
    • My son is 13, nearly 14. I have had exactly the same thought of “[my kid] going through something that basically throws my normal rules for parenting out the window”. So so true. I could not imagine this in a million years.

      I don’t know if this will work for you, but I started off talking to my son through e-mail. Might sound a bit weird, but it took some of the embarrassment out of it for him (and me quite frankly). After awhile I think he felt comfortable that I was trying to help and trying to listen. He now talks to me about this face to face.

      • I second this suggestion! I’m between teenager and parent in age, remembering my own teenage awkwardness from not too long ago. Discussing sex and identity related stuff with my mom would have been mortifying! I wrote her a letter to come out as a lesbian, rather than discuss it in person! Waaay less stressful!

        Email will let both of you be less “defensive”… In conversation, listening is half-hearted because your brain is also working on composing an immediate reply. Reading can be more thoughtful and deliberative, it will sink in better.

### Stored data
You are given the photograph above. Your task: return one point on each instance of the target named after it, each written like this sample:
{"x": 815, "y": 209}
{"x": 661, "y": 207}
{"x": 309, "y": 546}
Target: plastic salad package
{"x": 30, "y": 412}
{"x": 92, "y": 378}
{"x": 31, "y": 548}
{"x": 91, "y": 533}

### Explore the material
**a)** Quote the parenting comments from "Email will let" to "sink in better.", inclusive.
**b)** Condense the paragraph of the parenting comments that begins "I don't know if this will work for you" into a short bulleted list that keeps its main facts.
**c)** Write what comes next in the parenting comments, starting after the sentence that ends "it will sink in better."
The rows were drawn from a separate source that has no connection to the parenting comments.

### Answers provided
**a)**
Email will let both of you be less “defensive”… In conversation, listening is half-hearted because your brain is also working on composing an immediate reply. Reading can be more thoughtful and deliberative, it will sink in better.

**b)**
- The writer began by talking to their son through e-mail.
- Doing it that way reduced the embarrassment for both of them.
- Over time the son came to feel that the writer was trying to help and to listen.
- The son now talks about it face to face.

**c)**
        Writing down your thoughts will also give you a chance to edit. Write honestly from the heart, but then put on “tran glasses” to review it. Avoid using language that will create automatic, “that’s transphobic,” or, “see, you don’t understand!” reactions. (But use their language when it does support your arguments, lol!)

        Email is such a GREAT idea for keeping the lines open. Having “a talk” with my parents always made me sick to my stomach. Talking to grown ups is intimidating. (Annoy them with occasional forwarded spam and other stuff, though; don’t use it just for serious hard conversation!)

  2. I contacted the author, and she had this to add. I hope this gives heart to the parents who congregate on my blog. It may not seem like your daughter is paying attention to you, but your words may echo later. She also said she is open to responding to your questions here in the comments section. “My parents were a large part of my detransition; they planted a lot of radical seeds without my realizing it at the time. I really credit them quite a bit. I think I would be in a vastly different place if I had had their support in my transition.”

    • This gives me hope. It was a struggle for me to be so honest with my kid about how I felt about this because generally speaking I’m pretty open minded and go with the flow. There is just all kinds of wrong about this to me. I keep hoping my son is listening and considering what I say. I do think he has. I didn’t think I had that kind of influence, but maybe I do.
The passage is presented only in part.